**PASSAGE TO READ:**
** BEGIN **

Step by step in CVAT
| Step | Action |
|---|---|
| 1. Activate | Polygons can be drawn from the left toolbar or by pressing N in the Draw Shape dropdown. |
| 2. Place vertices | Click each vertex around the object boundary. CVAT connects vertices in real time. |
| 3. Close | Double-click the final point, or press N again, to close the shape. |
| 4. Edit | Right-click the polygon to enter edit mode. Drag vertices, right-click a vertex to delete it, right-click a segment to insert a new point. |
| 5. Intelligent scissors | Activate the magnetic lasso icon for high-contrast boundaries. Edge detection snaps vertices, reducing click count by 30 to 60 per cent on clean images. |
| 6. Export | COCO 1.0 for segmentation models. LabelMe for per-instance JSON. Cityscapes 1.0 for pixel-indexed PNG masks. |
Polyline
Polylines share the same ordered vertex array structure as polygons, but do not close. CVAT renders them as a series of strokes with configurable width. The geometry suits linear structures with no enclosed area: lane markings, road edges, cables, conveyor belt paths, blood vessels, structural cracks, and skeletal joint connections.
Recommended EC2 instance
| Workload | Instance | Notes |
|---|---|---|
| Standard polyline annotation | t3.medium or c5.xlarge | CPU-only, low compute demand |
| High-volume video polylines | c5.xlarge | Frame scrubbing at scale benefits from more vCPU |
Real pipeline
Lane detection systems for highway footage use polylines per lane boundary per frame. Each line carries task-level attributes: line type (solid, dashed, double) and colour (white, yellow). The detection model SCNN takes polyline coordinates as direct supervision targets rather than rasterised masks. Attribute metadata is necessary because the model distinguishes marking type, not just position.
Step by step in CVAT
| Step | Action |
|---|---|
| 1. Activate | Select Polyline from the Draw Shape dropdown or press N with polyline mode active. |
| 2. Place points | Click each point along the linear feature. Unlike polygon mode, you do not close the shape. |
| 3. Terminate | Double-click the final point or press N. |
| 4. Add attributes | Open Label Constructor, add an attribute to the label, set type to select or text, and define the value options. Each polyline instance carries the attribute value labelling during annotation. |
| 5. Export | LabelMe or Datumaro format, both of which preserve custom attribute fields. |
Point and skeleton labelled
Point annotations carry no area geometry. CVAT stores each point as an (x, y, label) tuple representing a single pixel coordinate with an associated label. A skeleton groups related points under one object instance and encodes a connectivity graph between them. This structure maps directly to the COCO Keypoints format.

** END **

**TASK LIST:**
- 1) Reproduce the CVAT annotation text from "Recommended EC2 instance" up to and including "not just position.".
- 2) Write a continuation of the CVAT annotation text, starting right after its final sentence.
The material after this text comes from a different source.

**PROVIDED MATERIAL:**
** BEGIN **

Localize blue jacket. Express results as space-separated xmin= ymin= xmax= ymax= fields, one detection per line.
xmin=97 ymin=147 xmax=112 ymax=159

** END **

**THE RESULTS:**
- 1)
Recommended EC2 instance
| Workload | Instance | Notes |
|---|---|---|
| Standard polyline annotation | t3.medium or c5.xlarge | CPU-only, low compute demand |
| High-volume video polylines | c5.xlarge | Frame scrubbing at scale benefits from more vCPU |
Real pipeline
Lane detection systems for highway footage use polylines per lane boundary per frame. Each line carries task-level attributes: line type (solid, dashed, double) and colour (white, yellow). The detection model SCNN takes polyline coordinates as direct supervision targets rather than rasterised masks. Attribute metadata is necessary because the model distinguishes marking type, not just position.

- 2)
When to use it
Points apply to keypoint annotation tasks, pose estimation, facial landmark labelling, and centroid-based density estimation. For pose estimation, the model consumes keypoint coordinates and a skeleton graph. Each joint is labelled discretely, with a visibility flag indicating whether the joint is visible, occluded, or out of frame. v=0 for unlabeled, v=1 for occluded, v=2 for fully visible.
Recommended EC2 instance
| Workload | Instance | Notes |
|---|---|---|
| Manual keypoint placement | t3.medium or c5.xlarge | Low compute per frame |
| Video-based pose tracking | c5.xlarge | Multi-frame keyframe interpolation is CPU-bound |
Real pipeline
Sports analytics datasets for basketball label 17 body keypoints per player, matching the COCO body schema: nose, eyes, ears, shoulders, elbows, wrists, hips, knees, and ankles. Each person instance carries a 17-byte int skeleton with visibility flags. The export uses COCO 1.0 Keypoints format, encoding each instance as [x1, y1, v1, x2, y2, v2, ...].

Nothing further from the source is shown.